PROBLEMS TO WORK ON →
a – Return, word for word, the passage of the page on compression and metadata removal between "With this information" and "and PDF files.", inclusive.
b – For each statement, say yes or no according to the page on compression and metadata removal, and quote the words that decide it: (i) mat2 overwrites the source file; (ii) ps2pdf uses the same options as ghostscript; (iii) jpegoptim is the favorite tool named for compressing image files.

======== DOCUMENT SECTION

Compression & metadata removal

Compression and metadata removal

Picture by Mike Haynes under CC0 1.0 License

Compressing from the command line

There are multiple scenarios where you would need to compress your files, whether it is for a web development project or to send some attachments by email, just to name a few examples. You do not necessarily need to rely on proprietary software products or GUIs to achieve these tasks, especially if your are a Linux user.

In fact, Linux has many command line tools that allow you to compress your PDF and image files easily. My favorite open source tools for the compression of PDF and image files are ps2pdf and jpegoptim, respectively.

Compressing PDF with ps2pdf

ps2pdf is a PostScript-to-PDF converter that uses ghostscript to convert a PDF into a PostScript file before converting it back again. This process allows you to compress your initial PDF file. According to its man page, ps2pdf provides nearly all the features that you would find in Adobe’s Acrobat ® product, Distiller ®.

Installing ps2pdf on Linux

To install ps2pdf with all the required dependencies, you need to install ghostscript.

On Debian based distros, run the following commands:

$ sudo apt-get update
$ sudo apt install ghostscript

For Red Hat based distros, use the following commands:

$ sudo dnf update
$ sudo dnf install ghostscript

ps2pdf commands

To compress a file without any additional options, type the following command:

$ ps2pdf  [options...] {input.[e]ps|-} [output.pdf|-]

Note that ps2pdf uses the same options as ghostscript.

Depending on your work scenario, you can achieve the best results in terms of file compression and image quality by using the option -dPDFSETTINGS=/ebook:

$ ps2pdf -dPDFSETTINGS=/ebook input.pdf output.pdf

Metadata and privacy implications

Metadata reveal more about you than you might imagine. Here is an example of the metadata that were extracted from an image file taken by a conventional smartphone: Image Type, Width, Height, Exposure Time, Aperture Value, ISO Speed Rating, Flash Fired, Metering Mode, Exposure Program, Focal Length, Software, Camera Brand, Camera Model, and Date Taken.

With this information at hand, malicious users can easily search for the most recent vulnerabilities associated with your device and craft a custom payload. Therefore, it is always good practice to remove metadata from your files before handing them over.

Installing mat2 on Linux

mat2 is a metadata anonymization toolkit that runs from the command line. mat2 allows you to remove metadata from a wide range of file formats, including archive, image, office, audio, video and PDF files.

To install mat2 on Debian based distros, run the following commands:

$ sudo apt-get update
$ sudo apt install mat2

For Red Hat based distros, use the following commands:

$ sudo dnf update
$ sudo dnf install mat2

Removing metadata with mat2

mat2 does not overwrite the source file. Instead, it will generate a new output file that contains the word cleaned between the filename and the file extension. If you run the command below, mat2 will generate a new file called foo.cleaned.pdf:

$ mat2 foo.pdf

PDF forensics and safety measures

As a general rule of thumb, you should never, ever open PDF files in a productive environment, even if you receive such files from people you trust. The reason for this is pretty obvious, since the persons you trust may themselves not be aware of the presence of an embedded payload in the PDF file.

================
======== GIVEN DATA

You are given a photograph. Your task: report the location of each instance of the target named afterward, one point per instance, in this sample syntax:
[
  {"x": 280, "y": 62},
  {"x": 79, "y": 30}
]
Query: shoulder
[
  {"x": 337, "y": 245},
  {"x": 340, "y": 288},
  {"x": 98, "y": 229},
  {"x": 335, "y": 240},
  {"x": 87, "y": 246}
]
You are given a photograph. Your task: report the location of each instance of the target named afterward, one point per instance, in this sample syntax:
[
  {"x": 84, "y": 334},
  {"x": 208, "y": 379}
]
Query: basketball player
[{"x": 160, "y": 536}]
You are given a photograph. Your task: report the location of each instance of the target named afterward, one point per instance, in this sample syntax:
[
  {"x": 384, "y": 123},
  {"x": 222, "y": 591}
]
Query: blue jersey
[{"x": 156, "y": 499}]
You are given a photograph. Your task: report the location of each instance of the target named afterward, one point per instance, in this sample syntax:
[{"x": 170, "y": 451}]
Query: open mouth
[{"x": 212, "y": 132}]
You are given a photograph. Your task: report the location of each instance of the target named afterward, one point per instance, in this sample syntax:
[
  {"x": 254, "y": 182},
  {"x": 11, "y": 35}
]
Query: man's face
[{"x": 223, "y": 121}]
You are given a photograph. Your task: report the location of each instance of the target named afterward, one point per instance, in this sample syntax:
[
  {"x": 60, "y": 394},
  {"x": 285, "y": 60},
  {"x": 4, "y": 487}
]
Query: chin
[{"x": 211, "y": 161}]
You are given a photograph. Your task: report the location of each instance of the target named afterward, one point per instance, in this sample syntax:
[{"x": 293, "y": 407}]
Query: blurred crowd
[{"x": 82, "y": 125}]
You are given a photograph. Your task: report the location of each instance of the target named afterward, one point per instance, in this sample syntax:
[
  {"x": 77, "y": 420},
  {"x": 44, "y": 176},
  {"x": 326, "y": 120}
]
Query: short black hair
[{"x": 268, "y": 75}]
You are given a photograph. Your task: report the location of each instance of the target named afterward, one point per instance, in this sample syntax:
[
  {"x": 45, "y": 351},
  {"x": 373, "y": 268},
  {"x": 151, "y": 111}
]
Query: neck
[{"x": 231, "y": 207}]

================

ANSWER LIST →
a –
With this information at hand, malicious users can easily search for the most recent vulnerabilities associated with your device and craft a custom payload. Therefore, it is always good practice to remove metadata from your files before handing them over.

Installing mat2 on Linux

mat2 is a metadata anonymization toolkit that runs from the command line. mat2 allows you to remove metadata from a wide range of file formats, including archive, image, office, audio, video and PDF files.

b –
(i) No: "mat2 does not overwrite the source file."
(ii) Yes: "Note that ps2pdf uses the same options as ghostscript."
(iii) Yes: "My favorite open source tools for the compression of PDF and image files are ps2pdf and jpegoptim, respectively."